## PROVIDED MATERIAL

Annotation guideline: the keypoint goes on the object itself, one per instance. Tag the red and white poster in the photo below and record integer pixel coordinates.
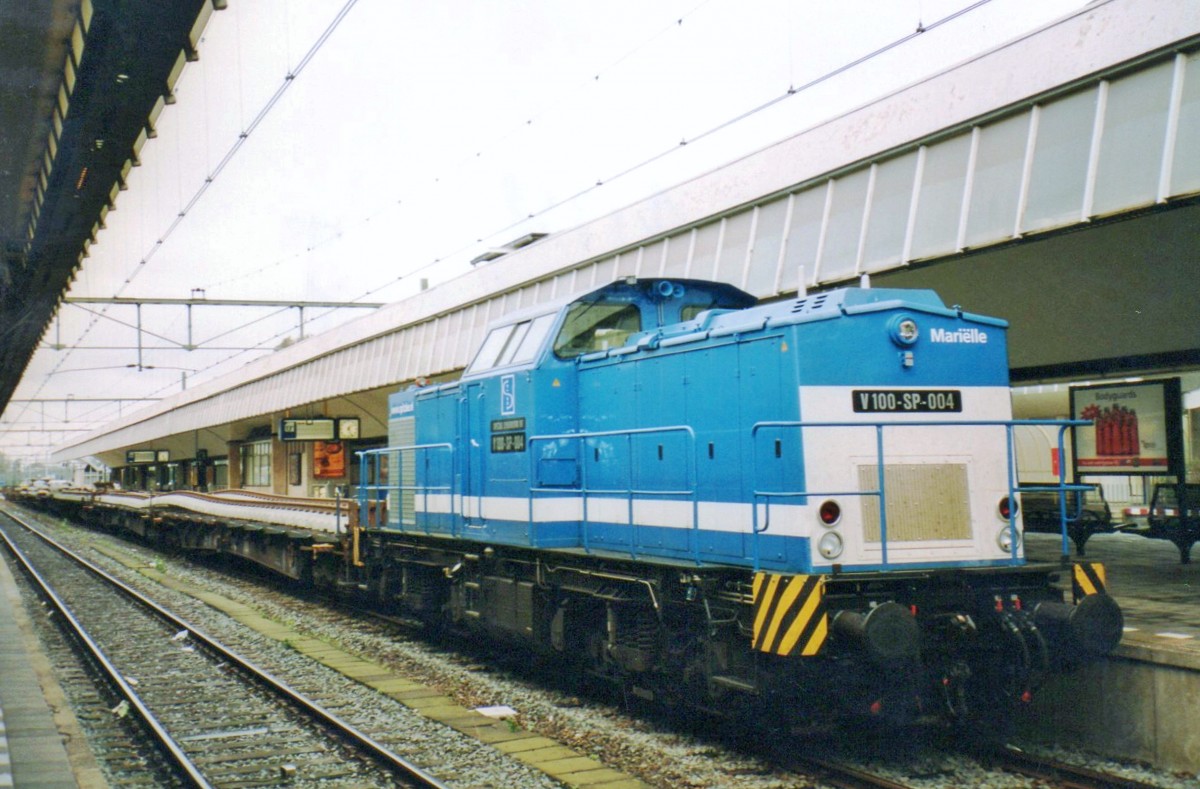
(328, 459)
(1134, 429)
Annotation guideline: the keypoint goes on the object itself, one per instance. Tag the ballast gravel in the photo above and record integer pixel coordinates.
(657, 753)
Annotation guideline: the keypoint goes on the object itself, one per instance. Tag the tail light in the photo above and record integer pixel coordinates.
(1008, 509)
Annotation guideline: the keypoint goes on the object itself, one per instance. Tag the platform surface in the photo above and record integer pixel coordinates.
(33, 753)
(1158, 595)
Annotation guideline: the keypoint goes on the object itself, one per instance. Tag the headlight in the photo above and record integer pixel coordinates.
(904, 330)
(831, 544)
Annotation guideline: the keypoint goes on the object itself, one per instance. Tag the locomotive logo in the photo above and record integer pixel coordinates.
(790, 614)
(971, 336)
(508, 395)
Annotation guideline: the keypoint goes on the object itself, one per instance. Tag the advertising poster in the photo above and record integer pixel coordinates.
(328, 459)
(1137, 428)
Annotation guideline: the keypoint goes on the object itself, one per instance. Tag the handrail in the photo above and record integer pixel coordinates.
(1011, 464)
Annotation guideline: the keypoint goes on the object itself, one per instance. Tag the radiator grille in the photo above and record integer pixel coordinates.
(402, 432)
(925, 501)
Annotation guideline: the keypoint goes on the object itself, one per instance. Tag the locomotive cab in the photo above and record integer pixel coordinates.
(804, 487)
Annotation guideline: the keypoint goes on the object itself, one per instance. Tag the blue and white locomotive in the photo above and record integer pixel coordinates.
(804, 506)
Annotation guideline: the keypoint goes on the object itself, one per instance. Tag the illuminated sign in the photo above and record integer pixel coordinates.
(348, 428)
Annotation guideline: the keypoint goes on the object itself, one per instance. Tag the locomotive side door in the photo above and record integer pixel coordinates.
(473, 465)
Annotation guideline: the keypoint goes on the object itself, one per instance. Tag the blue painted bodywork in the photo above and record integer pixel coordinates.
(663, 414)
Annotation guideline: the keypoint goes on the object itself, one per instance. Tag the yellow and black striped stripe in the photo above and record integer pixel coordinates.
(1087, 578)
(790, 615)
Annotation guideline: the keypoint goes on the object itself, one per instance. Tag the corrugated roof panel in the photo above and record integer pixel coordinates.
(1098, 43)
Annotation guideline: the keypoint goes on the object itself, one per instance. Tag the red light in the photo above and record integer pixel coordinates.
(1008, 509)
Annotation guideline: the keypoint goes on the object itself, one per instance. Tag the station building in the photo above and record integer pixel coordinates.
(1051, 181)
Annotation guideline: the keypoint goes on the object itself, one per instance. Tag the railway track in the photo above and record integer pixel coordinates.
(839, 769)
(215, 717)
(1053, 772)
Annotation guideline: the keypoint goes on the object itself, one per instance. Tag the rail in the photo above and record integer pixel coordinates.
(376, 474)
(402, 770)
(1009, 426)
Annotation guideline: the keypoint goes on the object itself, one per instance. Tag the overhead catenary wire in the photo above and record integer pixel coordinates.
(600, 182)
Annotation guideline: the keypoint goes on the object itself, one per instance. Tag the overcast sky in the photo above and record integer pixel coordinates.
(415, 134)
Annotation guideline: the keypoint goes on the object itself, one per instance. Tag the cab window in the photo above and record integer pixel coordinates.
(513, 344)
(597, 325)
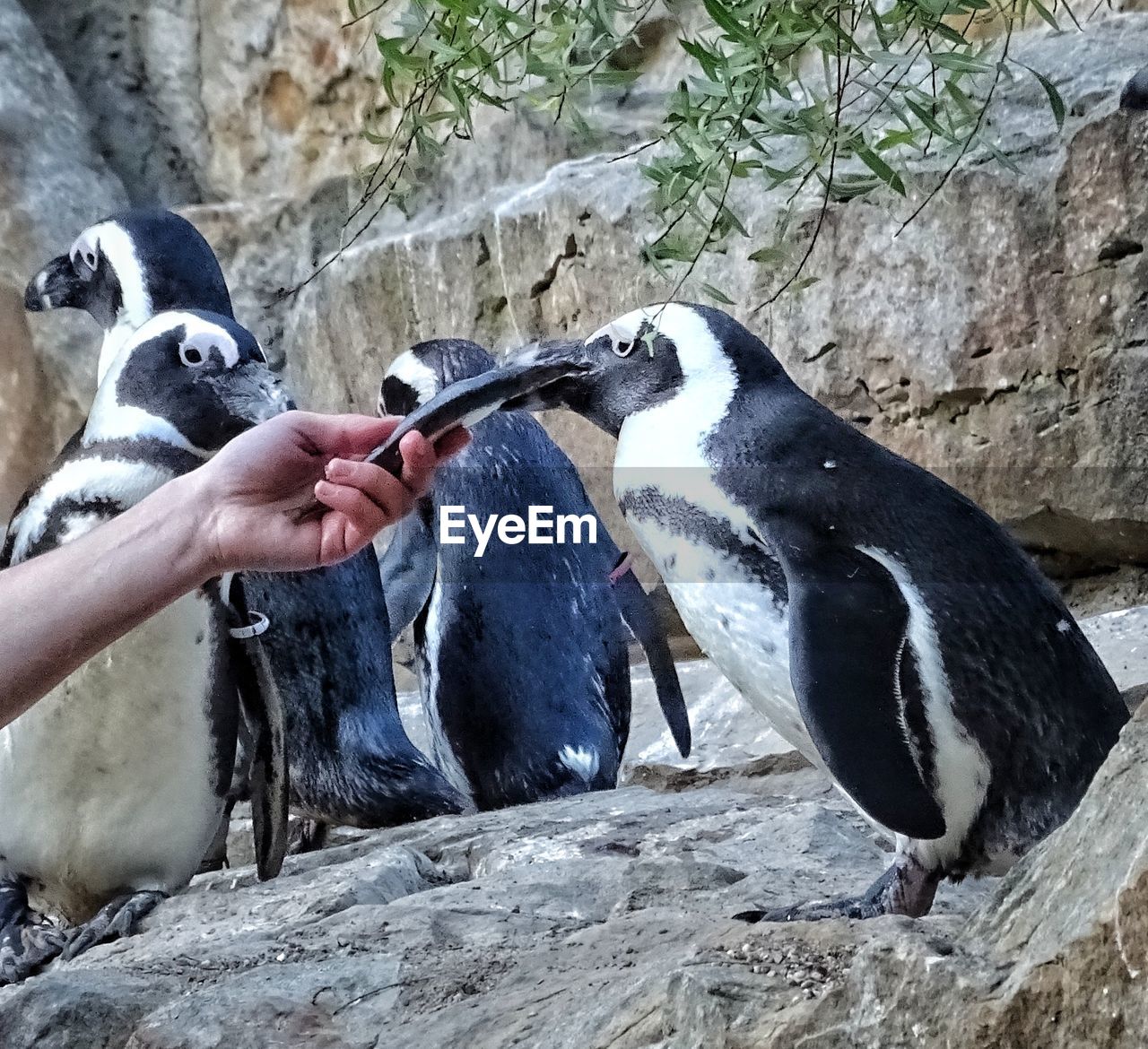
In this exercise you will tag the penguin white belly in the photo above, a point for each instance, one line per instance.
(736, 621)
(107, 784)
(430, 681)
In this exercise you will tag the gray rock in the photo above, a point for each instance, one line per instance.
(996, 340)
(52, 184)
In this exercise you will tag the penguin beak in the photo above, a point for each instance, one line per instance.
(254, 394)
(54, 287)
(570, 360)
(470, 401)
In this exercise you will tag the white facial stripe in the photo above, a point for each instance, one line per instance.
(84, 479)
(408, 368)
(135, 310)
(86, 248)
(664, 446)
(582, 761)
(116, 246)
(960, 768)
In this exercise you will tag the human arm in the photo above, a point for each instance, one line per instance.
(240, 511)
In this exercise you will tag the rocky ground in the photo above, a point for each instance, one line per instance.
(1000, 340)
(605, 921)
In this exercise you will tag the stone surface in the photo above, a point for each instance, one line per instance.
(562, 924)
(213, 101)
(996, 340)
(605, 921)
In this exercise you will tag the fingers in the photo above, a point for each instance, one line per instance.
(452, 443)
(388, 495)
(356, 520)
(344, 435)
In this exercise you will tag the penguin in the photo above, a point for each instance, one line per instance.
(888, 627)
(523, 650)
(352, 760)
(113, 785)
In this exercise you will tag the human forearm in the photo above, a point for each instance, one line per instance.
(65, 606)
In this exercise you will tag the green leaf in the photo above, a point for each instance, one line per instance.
(1055, 102)
(958, 62)
(881, 169)
(718, 295)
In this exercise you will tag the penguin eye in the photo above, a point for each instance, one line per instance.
(84, 261)
(192, 356)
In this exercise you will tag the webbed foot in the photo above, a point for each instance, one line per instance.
(906, 889)
(114, 919)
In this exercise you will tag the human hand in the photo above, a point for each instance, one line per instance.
(254, 496)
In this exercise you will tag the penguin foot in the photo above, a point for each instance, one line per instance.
(312, 836)
(113, 921)
(27, 948)
(907, 888)
(816, 910)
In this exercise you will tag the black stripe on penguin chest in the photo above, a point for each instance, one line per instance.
(700, 528)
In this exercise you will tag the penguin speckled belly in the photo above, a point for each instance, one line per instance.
(113, 785)
(352, 761)
(523, 652)
(888, 627)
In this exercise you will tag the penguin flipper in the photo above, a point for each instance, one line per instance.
(848, 635)
(639, 614)
(408, 569)
(263, 709)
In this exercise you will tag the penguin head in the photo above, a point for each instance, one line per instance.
(131, 266)
(639, 360)
(189, 379)
(414, 377)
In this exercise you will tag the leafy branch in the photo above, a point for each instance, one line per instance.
(847, 94)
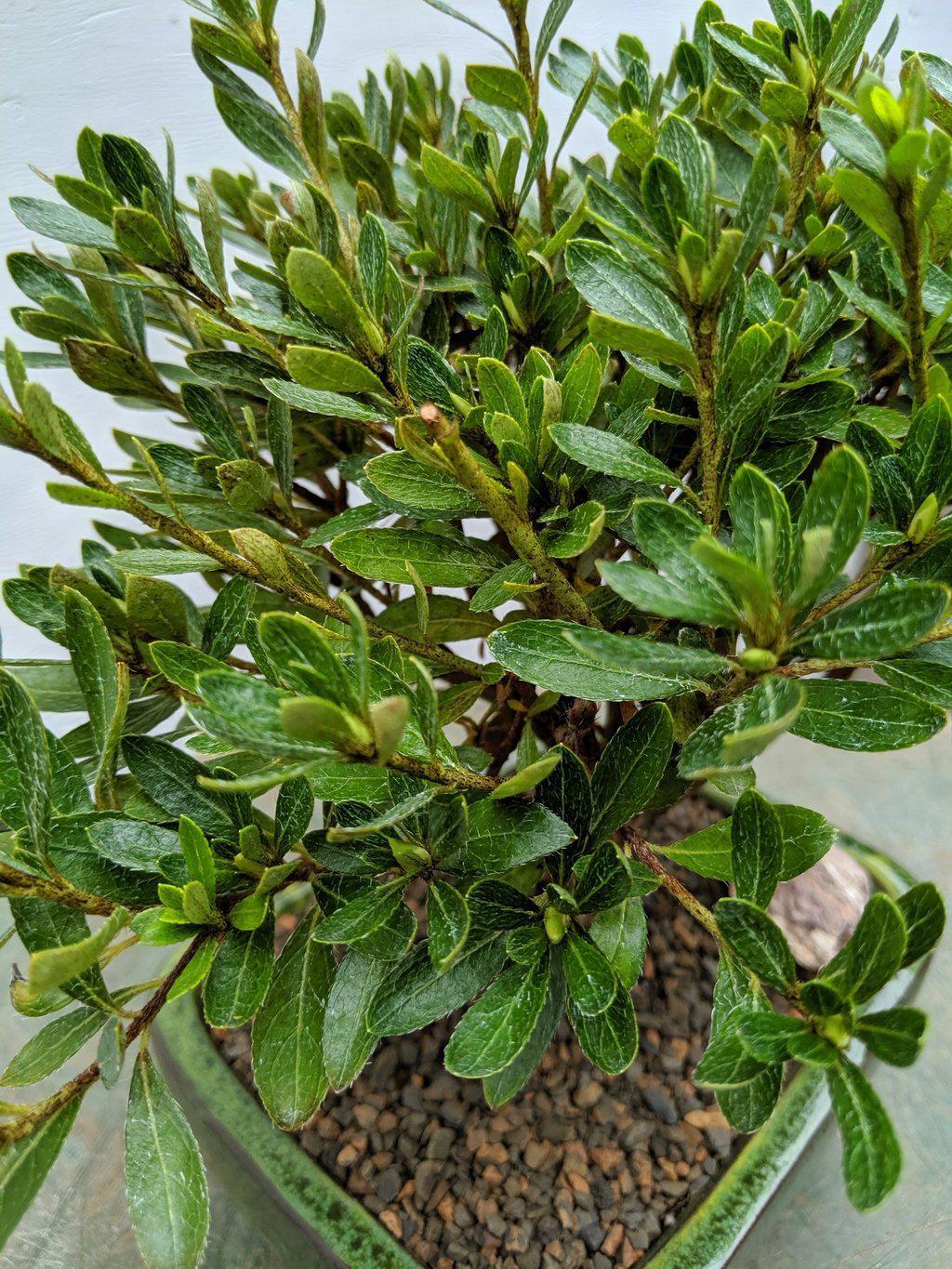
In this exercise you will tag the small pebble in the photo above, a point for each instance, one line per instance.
(576, 1171)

## EXERCISE REQUIREMENTS
Your reply should restate the data above word for word and contain no pictures.

## SOLUTION TO THE EXERCISE
Annotation guideline: the keypoint goes on the object itself, one per instance. Tag the red and white poster in the photo below and record integer pixel coordinates.
(328, 459)
(1134, 429)
Annotation guideline: the keypoint goes on the object itself, one per instance. Tag the ballast gravel in the photo above and record integer pixel coordinates.
(657, 753)
Annotation guideline: the keypoint goes on the object itself, one per instance. Tag the tail light in the photo above and record integer pixel coordinates.
(1008, 509)
Annotation guideline: the keypoint goes on the object itself, one per instance. Tag the platform surface in the photo above and record integer pixel coordinates.
(33, 753)
(1158, 595)
Annotation guideline: the keypoint goes on the object itself, one per instance. Tag the headlight in the photo above and record integer pixel coordinates.
(904, 330)
(831, 544)
Annotation guideline: the keypoint goes on the object itself, one per instance. Tag the locomotive logo in the photo above and record integer pixel coordinates.
(790, 614)
(971, 336)
(508, 395)
Annotation guideline: the keypoint goes on the object itself, one per instance. Tag the advertising poster in the photo above and record integer pixel coordinates.
(328, 459)
(1137, 428)
Annotation guideline: the keypoint goes on the object itself, one per instance. Tag the handrail in the photo above and record integer pixel coordinates.
(1011, 464)
Annotation guideline: the keypoint goes on the object itself, one per instance. Tag the radiator grille in the photo above and record integer pixel coordinates.
(402, 432)
(925, 501)
Annotation guideline: the keypoint goes on the object itself, one per instance. Tag the locomotive cab in the photo above and record integer pixel coordinates.
(804, 487)
Annotation guideline: the keypoint goes on the object itself, one per instance. Tag the blue and white locomotive in the photo above and record integer pixel coordinates.
(804, 506)
Annotation guideline: the keypoint goes on the object itself, one per instance. Tag the illuminated sign in the photo above and record integer pixel coordinates.
(348, 428)
Annotation guideline: the keypoint goes on the object itself, one per instance. Tag the locomotive side door in the photo above and record integer pixel coordinates.
(473, 465)
Annotation guideline: the keypoint goes on the object itself, one per instance. Tag the blue painted bodywork in the photo above and record integer pixel coordinates.
(663, 414)
Annotation guideline: the keypoint goes on the object itself, one per instance. Tag the yellow and black striped stripe in the photo above and record integer pixel coordinates.
(1087, 578)
(790, 615)
Annotation guideline: the keypoint goes on the object itself, one per instance. Tag the corrugated roof panel in the photo above and record integer pixel coordinates.
(1098, 43)
Annotation guideline: the keypoint goes on the object itself, one per instance. Tag the red light in the photo above and record integer pixel coordinates.
(1008, 509)
Annotation guideline: the keypoint goes on the object itself, one per instance. Tag the station building in the photo above and record integer pixel coordinates.
(1051, 181)
Annotation guideline: the keypoint goes on the object itself, one per instance. Tag the railway track in the photo above and record integer pixel coordinates.
(839, 769)
(215, 717)
(1053, 772)
Annotation guideline: the keypoint goes on the object itself, one per instance. Tag the rail in the photo above and record integer pixel coordinates.
(376, 474)
(402, 770)
(1009, 426)
Annotation guideline: the keypoint goes on the object itself, one per instance. Tag the overhead catenary wire in the photo above and record integer pixel coordinates.
(600, 182)
Annotation guideline: the keypoint goes on the object itself, one per instance. Tag the overcast sky in the photo above and record integer pixel coordinates.
(415, 134)
Annotation guideline: the keypoint goes on the object itself, one per instance. Tag the cab window in the photo above and record integer pixel coordinates.
(513, 344)
(597, 325)
In this exercise you will tag the penguin white belly in the photo above, a point for each instance, one line per instance.
(736, 621)
(107, 784)
(430, 681)
In this exercise you will tag the gray rock in the photo above, a point for each instance, one line per instance.
(996, 340)
(52, 184)
In this exercise you will tag the penguin beak in the photo above, a point for each instance, one line per instance.
(254, 394)
(54, 287)
(570, 360)
(470, 401)
In this exercise you will tag the white facial stripe in the photo above, a point for each instance, one line per instance.
(84, 479)
(408, 368)
(135, 310)
(86, 248)
(664, 446)
(582, 761)
(116, 246)
(960, 768)
In this exercise you will tag the human arm in the photo above, a point for each instance, one line per instance.
(240, 511)
In this exercise you will tag the rocky ground in the photo above, a point for each instance, one line per instance.
(1000, 340)
(605, 921)
In this exercise you will tag the stone surface in the photo above, a point for each instance, one line per instance.
(562, 924)
(213, 101)
(996, 340)
(605, 921)
In this exercise you will tag the fingers in the photo above, a point for each instance, one line per instance.
(452, 443)
(388, 495)
(356, 520)
(344, 435)
In this exercise you will tag the penguin in the photo above, a point for each instance, one line per instance.
(888, 627)
(523, 650)
(352, 760)
(113, 785)
In this exercise you will tag the human forearm in the photo above, a point for each instance, one line per instance.
(65, 606)
In this exercise you will tag the green leaf in the photo above, a point for each instance, one line per instance.
(1055, 102)
(958, 62)
(881, 169)
(718, 295)
In this exercise you will tag the penguin eye in the photo above, a point for each instance, one line per instance.
(84, 261)
(192, 356)
In this exercise you will tag the webbed foot in the photo above, a point for each instance, one line per instance.
(906, 889)
(114, 919)
In this exercise you will tag the human hand in the photo above, a point for each instance, one line per instance.
(254, 496)
In this exercise you will tag the penguin foot in the photo above, a point for each instance, one line per instance.
(312, 836)
(113, 921)
(27, 948)
(907, 888)
(816, 910)
In this exercise you will tag the black stripe on penguin chest in the photo above, a point for each instance, one line per instance.
(700, 528)
In this exercise you will tag the penguin speckled belly in the photo above, a point for each instance, one line per instance.
(113, 785)
(352, 761)
(523, 652)
(888, 627)
In this exercise you will tag the penguin flipper in the photo above, a point for each instance, one line per instance.
(848, 635)
(639, 614)
(408, 569)
(263, 709)
In this exercise you will tag the penguin head in the photo above, a point for each instance, one line per instance.
(131, 266)
(639, 360)
(189, 379)
(414, 377)
In this exercise you will tag the leafy branch in the photo above, a point for each instance, one line per instance.
(847, 94)
In this exercise you will tag the small pebble in the photo above, a point for each instance, one line per instance.
(576, 1171)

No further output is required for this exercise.